Selected excerpt -
####################
# Will this combo work for REW?



## phoenix_rising (May 25, 2011)

Hey guys,

1st post... so be gentle  :boxer:

Trying to rack up the equipment needed to use REW for full range calibration (not just sub levelling)

I currently have a "Presonus Firestudio 24in 24out" Firewire interface that has phantom power....

Tried to post links but i dont have 5posts yet  but a quick google reveals the specs of each!

And a Shure SM-57 microphone ...

Would this combo be satisfactory to use REW to calibrate full range? I take it i'd still need to pick up an SPL Meter regardless?

Is it relatively taxing to make my old .cal file for my gear would you say?

Hope someone can shed some light!


----------



## EarlK (Jan 1, 2010)

If you are running a Mac , your firewire sound-card won't work with REW .

Also, buy a proper measurement microphone from Cross Spectrum Labs .

See first sticky ( thread ) in this other forum for pricing & contact details .

<> EarlK


----------



## phoenix_rising (May 25, 2011)

Thanks Earl for the reply - I was just wondering why it couldnt work? I see theres all ready a sticky on using the internal soundcard in the Mac Pro so i cant piece together why an upgraded interface wouldnt be sufficient on the mac plaftform?

Are you saying the Shure SM-57 wont work when using REW or that the cross spectrum labs mic would be better?


----------



## EarlK (Jan 1, 2010)

Your Question A :
-( for an answer from JohnM , REWs author ) Use  "Advanced Forum Search" with JohnM ( as "User Name" ) & "Firewire" &"Mac" ( as Keywords ) .

Your Question B :

- Your results won't be believable if you don't use a calibrated, omnidirectional microphone ( which the SM57 is neither of ) . 
- That doesn't mean you can't still have fun measuring things / it just means you'll need to regard your results with a healthy dose of suspicion .

<> EarlK


----------



## phoenix_rising (May 25, 2011)

Ah ok that makes sense... i take the Denon 3805 microphone that comes with it wouldnt be good enough? The Audyssey one thats used for room calibration?


----------



## Theresa (Aug 23, 2010)
####################
Tasks for this exercise -
**a)** Rewrite the REW thread from "I currently have" to "SPL Meter regardless?", putting "sound level meter" in place of "SPL Meter".
**b)** In the REW thread, which company does EarlK recommend for buying a proper measurement microphone?

Data excerpt -
####################
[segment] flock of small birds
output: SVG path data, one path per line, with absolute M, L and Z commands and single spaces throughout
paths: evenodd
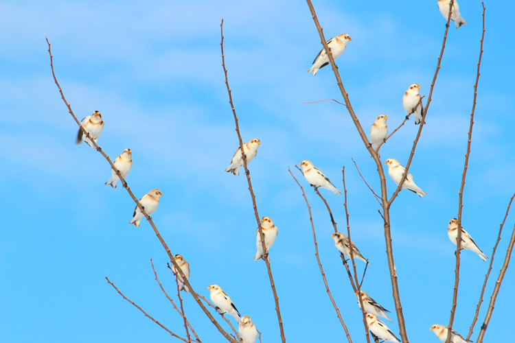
####################
Final results -
**a)**
I currently have a "Presonus Firestudio 24in 24out" Firewire interface that has phantom power....

Tried to post links but i dont have 5posts yet  but a quick google reveals the specs of each!

And a Shure SM-57 microphone ...

Would this combo be satisfactory to use REW to calibrate full range? I take it i'd still need to pick up an sound level meter regardless?

**b)** Cross Spectrum Labs.